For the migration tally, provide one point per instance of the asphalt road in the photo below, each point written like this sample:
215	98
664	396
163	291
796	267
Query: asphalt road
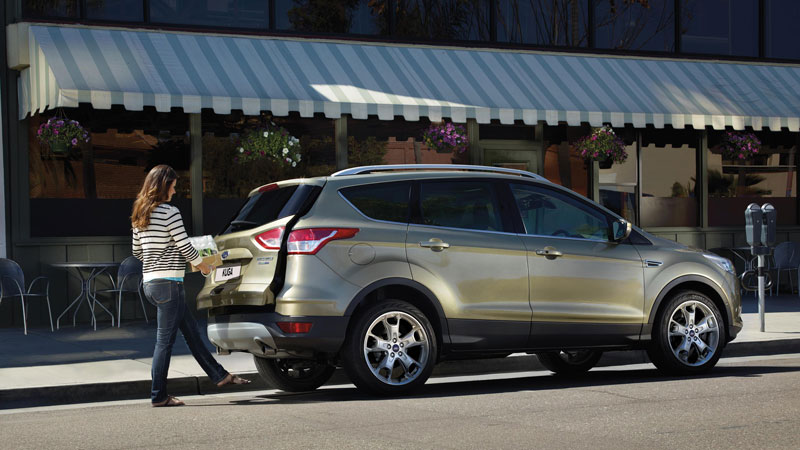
751	402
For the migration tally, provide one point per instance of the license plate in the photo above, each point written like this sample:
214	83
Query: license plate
227	273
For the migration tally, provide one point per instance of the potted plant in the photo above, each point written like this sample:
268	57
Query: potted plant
602	145
273	143
61	134
446	138
738	146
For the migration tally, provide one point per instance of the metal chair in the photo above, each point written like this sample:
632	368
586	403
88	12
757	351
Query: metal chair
786	256
12	284
129	279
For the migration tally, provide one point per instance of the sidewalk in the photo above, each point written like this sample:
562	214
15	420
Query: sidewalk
74	365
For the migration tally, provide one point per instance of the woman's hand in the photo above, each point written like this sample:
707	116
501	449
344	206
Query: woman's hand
205	268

#####

Problem requirements: Switch "metal chair" to "folding chair" wherever it occurs in the entries, and write out all the entries again with everything else unchanged. Omit the pictures.

Solution below:
For the migration tally, provide one point per instance of the asphalt road in the photo below, each point written like this sample:
215	98
664	396
163	291
796	267
Query: asphalt road
751	402
For the migration tally, provide one point per instance of the license plate in the photo above, each point written like this sample:
214	83
Query: license plate
227	273
For the migration tally, provide one point per instance of the potted plant in the photo above, each point written like this sample:
268	57
Query: potted plant
602	145
273	143
61	134
446	138
738	146
For the migration tally, provide one point per instance of the folding chair in the photo above, each point written like this sample:
632	368
586	403
88	12
757	351
Query: folding chair
786	256
12	284
129	279
For the migration tally, provide one point per instance of the sidewalk in the photo above, each point written like this sample:
562	214
15	420
Query: sidewalk
74	365
For the migration tally, provide one point per instance of the woman's hand in the photo above, each point written like this sample:
707	116
501	449
344	206
Query: woman's hand
205	268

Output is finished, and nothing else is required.